• Task brief:
Render the entries below, from their first line through the line containing "[[142, 133, 153, 145]]", as a Markdown table with the columns "Index" (row number) and "Content" (the line). Omit blank lines and pictures.

━━━━━ Dataset extract

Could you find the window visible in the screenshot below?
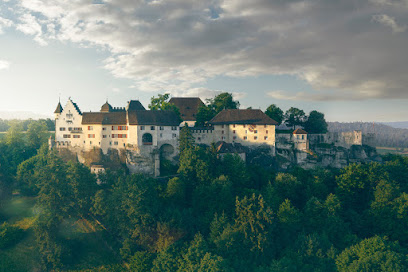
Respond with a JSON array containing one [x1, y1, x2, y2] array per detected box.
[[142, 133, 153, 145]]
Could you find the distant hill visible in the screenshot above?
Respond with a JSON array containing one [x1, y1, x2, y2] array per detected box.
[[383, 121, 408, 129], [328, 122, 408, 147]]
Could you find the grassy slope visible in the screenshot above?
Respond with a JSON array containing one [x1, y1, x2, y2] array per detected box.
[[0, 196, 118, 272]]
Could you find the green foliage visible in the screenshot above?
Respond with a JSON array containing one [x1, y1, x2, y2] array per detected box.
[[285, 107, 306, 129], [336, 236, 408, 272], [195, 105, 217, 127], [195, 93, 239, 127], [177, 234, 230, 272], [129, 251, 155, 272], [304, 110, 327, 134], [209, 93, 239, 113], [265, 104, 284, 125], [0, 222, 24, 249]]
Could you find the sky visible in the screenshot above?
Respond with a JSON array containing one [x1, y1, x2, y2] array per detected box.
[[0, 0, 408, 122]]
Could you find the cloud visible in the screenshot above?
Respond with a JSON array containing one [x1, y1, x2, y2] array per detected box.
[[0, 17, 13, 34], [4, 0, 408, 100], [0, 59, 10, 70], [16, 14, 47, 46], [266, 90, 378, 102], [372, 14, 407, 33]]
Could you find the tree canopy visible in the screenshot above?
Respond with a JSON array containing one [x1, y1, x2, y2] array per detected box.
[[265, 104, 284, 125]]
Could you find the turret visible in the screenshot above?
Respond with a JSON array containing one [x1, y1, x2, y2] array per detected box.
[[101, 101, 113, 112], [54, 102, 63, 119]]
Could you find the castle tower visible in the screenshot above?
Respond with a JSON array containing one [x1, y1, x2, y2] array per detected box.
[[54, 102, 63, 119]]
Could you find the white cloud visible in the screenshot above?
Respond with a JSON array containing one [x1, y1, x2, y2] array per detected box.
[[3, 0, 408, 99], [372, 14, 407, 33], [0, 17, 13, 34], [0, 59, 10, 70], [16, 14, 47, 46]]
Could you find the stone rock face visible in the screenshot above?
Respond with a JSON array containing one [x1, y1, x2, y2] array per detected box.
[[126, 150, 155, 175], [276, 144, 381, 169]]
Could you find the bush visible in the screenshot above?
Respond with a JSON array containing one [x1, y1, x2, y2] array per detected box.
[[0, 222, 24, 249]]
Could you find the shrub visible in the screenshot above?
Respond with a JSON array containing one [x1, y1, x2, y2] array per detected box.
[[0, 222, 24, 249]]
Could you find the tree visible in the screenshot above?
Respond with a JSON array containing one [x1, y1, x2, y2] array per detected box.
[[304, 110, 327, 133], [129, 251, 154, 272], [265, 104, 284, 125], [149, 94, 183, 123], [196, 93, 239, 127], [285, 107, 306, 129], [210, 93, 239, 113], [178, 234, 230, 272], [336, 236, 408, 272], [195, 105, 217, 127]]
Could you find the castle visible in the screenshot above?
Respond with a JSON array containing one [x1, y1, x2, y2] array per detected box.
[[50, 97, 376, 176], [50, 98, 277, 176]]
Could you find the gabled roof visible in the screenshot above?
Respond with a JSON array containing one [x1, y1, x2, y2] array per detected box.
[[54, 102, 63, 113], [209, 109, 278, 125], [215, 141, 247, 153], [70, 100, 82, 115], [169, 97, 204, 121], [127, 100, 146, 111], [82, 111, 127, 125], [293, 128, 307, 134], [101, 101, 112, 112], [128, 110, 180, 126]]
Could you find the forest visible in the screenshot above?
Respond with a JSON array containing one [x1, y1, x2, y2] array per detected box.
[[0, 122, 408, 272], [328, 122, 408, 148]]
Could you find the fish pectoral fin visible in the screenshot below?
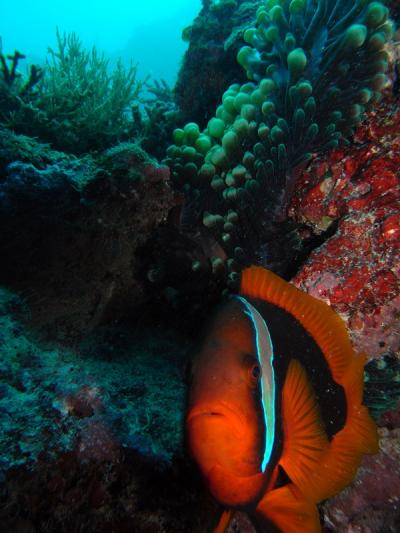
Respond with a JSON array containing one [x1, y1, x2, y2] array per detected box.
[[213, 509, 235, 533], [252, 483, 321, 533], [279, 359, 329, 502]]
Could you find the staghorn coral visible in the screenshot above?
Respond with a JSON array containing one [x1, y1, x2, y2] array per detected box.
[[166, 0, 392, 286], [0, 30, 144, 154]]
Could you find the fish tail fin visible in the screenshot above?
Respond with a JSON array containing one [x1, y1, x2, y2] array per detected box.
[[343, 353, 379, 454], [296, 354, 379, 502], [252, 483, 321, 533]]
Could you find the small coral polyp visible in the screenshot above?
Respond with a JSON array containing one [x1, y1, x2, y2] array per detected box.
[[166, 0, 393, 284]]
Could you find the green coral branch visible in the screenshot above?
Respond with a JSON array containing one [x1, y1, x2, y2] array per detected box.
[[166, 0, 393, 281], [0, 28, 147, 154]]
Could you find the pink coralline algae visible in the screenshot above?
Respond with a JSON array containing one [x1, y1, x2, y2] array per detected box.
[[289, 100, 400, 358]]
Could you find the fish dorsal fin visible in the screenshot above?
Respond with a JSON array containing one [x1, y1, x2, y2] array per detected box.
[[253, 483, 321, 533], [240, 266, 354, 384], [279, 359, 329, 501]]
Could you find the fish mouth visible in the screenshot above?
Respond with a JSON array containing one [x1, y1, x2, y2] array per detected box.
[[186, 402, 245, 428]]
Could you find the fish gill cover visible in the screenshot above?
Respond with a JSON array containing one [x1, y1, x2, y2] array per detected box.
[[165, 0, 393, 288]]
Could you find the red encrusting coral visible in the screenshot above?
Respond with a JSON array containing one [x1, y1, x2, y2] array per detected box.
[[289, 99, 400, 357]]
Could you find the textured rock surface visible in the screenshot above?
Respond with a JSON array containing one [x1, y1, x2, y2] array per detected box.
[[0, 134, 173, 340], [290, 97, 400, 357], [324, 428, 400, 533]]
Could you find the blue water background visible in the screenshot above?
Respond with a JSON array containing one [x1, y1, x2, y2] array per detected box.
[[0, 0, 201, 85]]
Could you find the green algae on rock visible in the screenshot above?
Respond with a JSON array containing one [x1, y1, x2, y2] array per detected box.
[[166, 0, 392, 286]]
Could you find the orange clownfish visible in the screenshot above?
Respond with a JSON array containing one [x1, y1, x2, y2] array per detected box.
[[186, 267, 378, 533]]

━━━━━━━━━━

• Answer to the exercise:
| Index | Content |
|---|---|
| 1 | Could you find the window visible in the screenshot below? |
| 2 | Respond with a JSON array containing one [x1, y1, x2, y2] array per detected box. |
| 3 | [[142, 133, 153, 145]] |